RECORDS TO PROCESS -
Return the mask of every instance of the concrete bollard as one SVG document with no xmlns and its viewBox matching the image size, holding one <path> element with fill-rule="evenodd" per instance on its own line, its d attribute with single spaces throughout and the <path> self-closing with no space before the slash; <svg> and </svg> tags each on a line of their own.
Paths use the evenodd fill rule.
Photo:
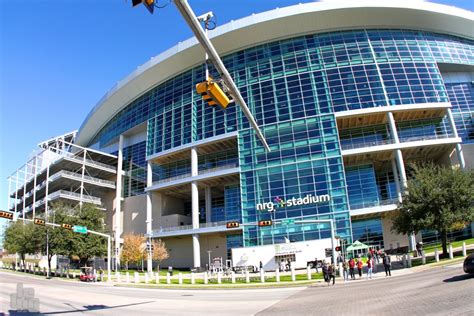
<svg viewBox="0 0 474 316">
<path fill-rule="evenodd" d="M 222 283 L 222 273 L 217 272 L 217 284 L 221 284 L 221 283 Z"/>
<path fill-rule="evenodd" d="M 439 251 L 435 248 L 435 261 L 439 262 Z"/>
<path fill-rule="evenodd" d="M 275 279 L 277 282 L 280 282 L 280 269 L 275 270 Z"/>
<path fill-rule="evenodd" d="M 128 273 L 128 271 L 127 274 L 125 274 L 125 280 L 127 281 L 127 283 L 130 283 L 130 273 Z"/>
<path fill-rule="evenodd" d="M 159 272 L 155 272 L 155 283 L 160 284 L 160 273 Z"/>
<path fill-rule="evenodd" d="M 171 275 L 170 273 L 166 273 L 166 284 L 171 284 Z"/>
<path fill-rule="evenodd" d="M 207 271 L 204 272 L 204 284 L 208 284 L 209 283 L 209 276 L 207 275 Z"/>
<path fill-rule="evenodd" d="M 403 261 L 403 267 L 408 268 L 407 255 L 403 255 L 402 261 Z"/>
<path fill-rule="evenodd" d="M 250 275 L 249 275 L 249 271 L 245 271 L 245 282 L 246 283 L 250 283 Z"/>
<path fill-rule="evenodd" d="M 306 267 L 306 278 L 311 280 L 311 268 L 309 266 Z"/>
<path fill-rule="evenodd" d="M 265 270 L 260 269 L 260 282 L 265 283 Z"/>
<path fill-rule="evenodd" d="M 411 268 L 411 255 L 407 254 L 407 265 L 409 268 Z"/>
<path fill-rule="evenodd" d="M 195 280 L 194 272 L 191 272 L 191 284 L 195 284 L 195 283 L 196 283 L 196 280 Z"/>
<path fill-rule="evenodd" d="M 145 284 L 148 284 L 148 272 L 145 273 Z"/>
<path fill-rule="evenodd" d="M 230 272 L 230 279 L 232 280 L 232 283 L 235 283 L 235 272 L 234 271 Z"/>
<path fill-rule="evenodd" d="M 449 259 L 453 259 L 454 254 L 453 254 L 453 245 L 449 245 Z"/>
<path fill-rule="evenodd" d="M 116 280 L 118 283 L 120 283 L 120 282 L 122 281 L 122 280 L 121 280 L 121 277 L 122 277 L 122 276 L 120 275 L 120 272 L 118 272 L 118 271 L 115 272 L 115 280 Z"/>
<path fill-rule="evenodd" d="M 178 284 L 183 284 L 183 274 L 178 273 Z"/>
<path fill-rule="evenodd" d="M 426 264 L 426 256 L 424 251 L 421 253 L 421 264 Z"/>
<path fill-rule="evenodd" d="M 466 250 L 466 243 L 462 243 L 462 256 L 466 257 L 467 256 L 467 250 Z"/>
<path fill-rule="evenodd" d="M 72 273 L 72 278 L 73 278 L 73 279 L 76 278 L 76 272 L 73 272 L 73 273 Z"/>
<path fill-rule="evenodd" d="M 375 259 L 373 259 L 373 262 L 375 263 Z M 341 278 L 344 278 L 344 272 L 342 271 L 342 262 L 339 262 L 338 269 L 339 270 L 337 271 L 337 273 L 339 274 L 339 276 Z M 374 270 L 374 273 L 375 273 L 375 264 L 374 264 L 374 269 L 373 270 Z"/>
<path fill-rule="evenodd" d="M 139 283 L 140 282 L 140 275 L 138 274 L 138 272 L 135 272 L 133 274 L 133 282 L 134 283 Z"/>
<path fill-rule="evenodd" d="M 295 268 L 291 267 L 291 281 L 296 281 Z"/>
</svg>

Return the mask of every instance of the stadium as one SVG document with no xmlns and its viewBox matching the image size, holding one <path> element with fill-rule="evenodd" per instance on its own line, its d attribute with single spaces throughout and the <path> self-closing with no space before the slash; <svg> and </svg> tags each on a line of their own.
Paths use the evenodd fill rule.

YOUR INSTRUCTIONS - A verbatim copy of every record is to be produced, and pictures are to be excluded from it.

RESULT FOR THIS EXERCISE -
Return the mask of every instance of the concrete bollard as one SVG document with no xmlns and its viewBox matching the image size, holding one <path> element with fill-rule="evenodd" per instance on its own line, its d attribute with single spaces throughout and the <path> self-closing with no space before the slash; <svg> and </svg> tags each on a line of their own.
Paths use the evenodd fill rule.
Photo:
<svg viewBox="0 0 474 316">
<path fill-rule="evenodd" d="M 222 283 L 222 273 L 217 272 L 217 284 L 221 284 L 221 283 Z"/>
<path fill-rule="evenodd" d="M 439 251 L 435 248 L 435 261 L 439 262 Z"/>
<path fill-rule="evenodd" d="M 275 279 L 277 282 L 280 282 L 280 269 L 275 270 Z"/>
<path fill-rule="evenodd" d="M 128 273 L 128 271 L 127 274 L 125 274 L 125 280 L 127 281 L 127 283 L 130 283 L 130 273 Z"/>
<path fill-rule="evenodd" d="M 159 272 L 155 272 L 155 283 L 160 284 L 160 273 Z"/>
<path fill-rule="evenodd" d="M 171 275 L 170 273 L 166 273 L 166 284 L 171 284 Z"/>
<path fill-rule="evenodd" d="M 207 271 L 204 272 L 204 284 L 208 284 L 209 283 L 209 276 L 207 275 Z"/>
<path fill-rule="evenodd" d="M 403 261 L 403 267 L 408 268 L 407 255 L 403 255 L 402 261 Z"/>
<path fill-rule="evenodd" d="M 250 275 L 249 275 L 249 271 L 245 271 L 245 282 L 246 283 L 250 283 Z"/>
<path fill-rule="evenodd" d="M 306 267 L 306 278 L 311 280 L 311 268 L 309 266 Z"/>
<path fill-rule="evenodd" d="M 265 270 L 260 269 L 260 282 L 265 283 Z"/>
<path fill-rule="evenodd" d="M 411 268 L 411 255 L 407 254 L 407 265 L 409 268 Z"/>
<path fill-rule="evenodd" d="M 195 280 L 194 272 L 191 272 L 191 284 L 195 284 L 195 283 L 196 283 L 196 280 Z"/>
<path fill-rule="evenodd" d="M 145 284 L 148 284 L 148 272 L 145 273 Z"/>
<path fill-rule="evenodd" d="M 230 272 L 230 279 L 232 280 L 232 283 L 235 283 L 235 272 L 234 271 Z"/>
<path fill-rule="evenodd" d="M 449 259 L 453 259 L 454 254 L 453 254 L 453 245 L 449 245 Z"/>
<path fill-rule="evenodd" d="M 116 280 L 118 283 L 120 283 L 120 282 L 122 281 L 122 280 L 121 280 L 121 277 L 122 277 L 122 276 L 120 275 L 120 272 L 118 272 L 118 271 L 115 272 L 115 280 Z"/>
<path fill-rule="evenodd" d="M 178 284 L 183 284 L 183 274 L 178 273 Z"/>
<path fill-rule="evenodd" d="M 426 264 L 426 256 L 424 251 L 421 253 L 421 264 Z"/>
<path fill-rule="evenodd" d="M 466 250 L 466 243 L 462 243 L 462 256 L 466 257 L 467 256 L 467 250 Z"/>
<path fill-rule="evenodd" d="M 72 273 L 72 278 L 73 278 L 73 279 L 76 278 L 76 272 L 73 272 L 73 273 Z"/>
<path fill-rule="evenodd" d="M 375 259 L 373 259 L 373 262 L 375 263 Z M 341 278 L 344 278 L 344 272 L 342 271 L 342 262 L 339 262 L 338 269 L 339 270 L 337 271 L 337 273 L 339 274 L 339 276 Z M 374 270 L 374 273 L 375 273 L 375 264 L 374 264 L 374 269 L 373 270 Z"/>
<path fill-rule="evenodd" d="M 139 283 L 140 282 L 140 275 L 138 274 L 138 272 L 135 272 L 133 274 L 133 282 L 134 283 Z"/>
<path fill-rule="evenodd" d="M 295 268 L 291 267 L 291 281 L 296 281 Z"/>
</svg>

Return the mask of every instance of the stadium as one SVG document with no xmlns and its viewBox matching the image size, holding one <path> element with fill-rule="evenodd" per instance on its own line, its d attribute with single spaces throughout and the <path> self-closing with no space before the slash; <svg> and </svg> tags each on a line of their own.
Paths use the evenodd fill rule.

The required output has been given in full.